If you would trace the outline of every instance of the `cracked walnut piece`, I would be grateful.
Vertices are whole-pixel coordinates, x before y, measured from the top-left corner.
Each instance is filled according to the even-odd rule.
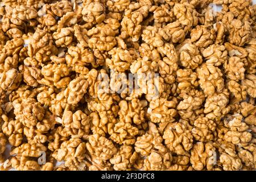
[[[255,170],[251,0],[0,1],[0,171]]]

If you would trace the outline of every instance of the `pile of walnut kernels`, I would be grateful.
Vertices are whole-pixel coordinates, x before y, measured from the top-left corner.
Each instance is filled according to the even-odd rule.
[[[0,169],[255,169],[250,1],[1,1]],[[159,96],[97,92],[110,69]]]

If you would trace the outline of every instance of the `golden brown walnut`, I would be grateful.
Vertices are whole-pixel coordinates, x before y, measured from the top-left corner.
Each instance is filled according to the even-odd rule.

____

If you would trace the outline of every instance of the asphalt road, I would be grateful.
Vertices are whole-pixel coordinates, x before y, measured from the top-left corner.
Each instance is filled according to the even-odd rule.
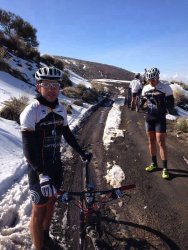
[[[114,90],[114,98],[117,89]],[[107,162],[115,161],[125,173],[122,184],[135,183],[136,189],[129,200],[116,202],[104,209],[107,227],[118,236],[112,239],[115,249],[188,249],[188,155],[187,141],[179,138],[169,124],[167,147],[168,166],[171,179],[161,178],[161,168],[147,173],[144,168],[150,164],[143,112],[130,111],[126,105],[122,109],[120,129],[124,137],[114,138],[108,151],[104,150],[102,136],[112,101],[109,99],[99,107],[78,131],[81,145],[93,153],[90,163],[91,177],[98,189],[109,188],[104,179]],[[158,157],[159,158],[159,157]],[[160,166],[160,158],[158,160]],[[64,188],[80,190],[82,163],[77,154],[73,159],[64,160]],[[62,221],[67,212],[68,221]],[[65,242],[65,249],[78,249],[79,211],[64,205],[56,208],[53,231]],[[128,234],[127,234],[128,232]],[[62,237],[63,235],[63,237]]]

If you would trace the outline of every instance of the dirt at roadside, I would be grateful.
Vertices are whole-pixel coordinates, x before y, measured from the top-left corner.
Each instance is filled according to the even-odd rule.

____

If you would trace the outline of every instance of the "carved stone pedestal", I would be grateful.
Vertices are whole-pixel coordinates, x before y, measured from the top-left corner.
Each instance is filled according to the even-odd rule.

____

• [AIM]
Filter the data above to keep only the lines that contain the word "walnut", copying each such line in full. Case counts.

• [ANSWER TO THIS EXERCISE]
If you would trace the outline of every instance of the `cracked walnut piece`, I would be grateful.
If you would trace the outline of every instance of the `pile of walnut kernels`, I would be grateful.
If you would trace the outline of every instance of the `golden brown walnut`, I would be grateful.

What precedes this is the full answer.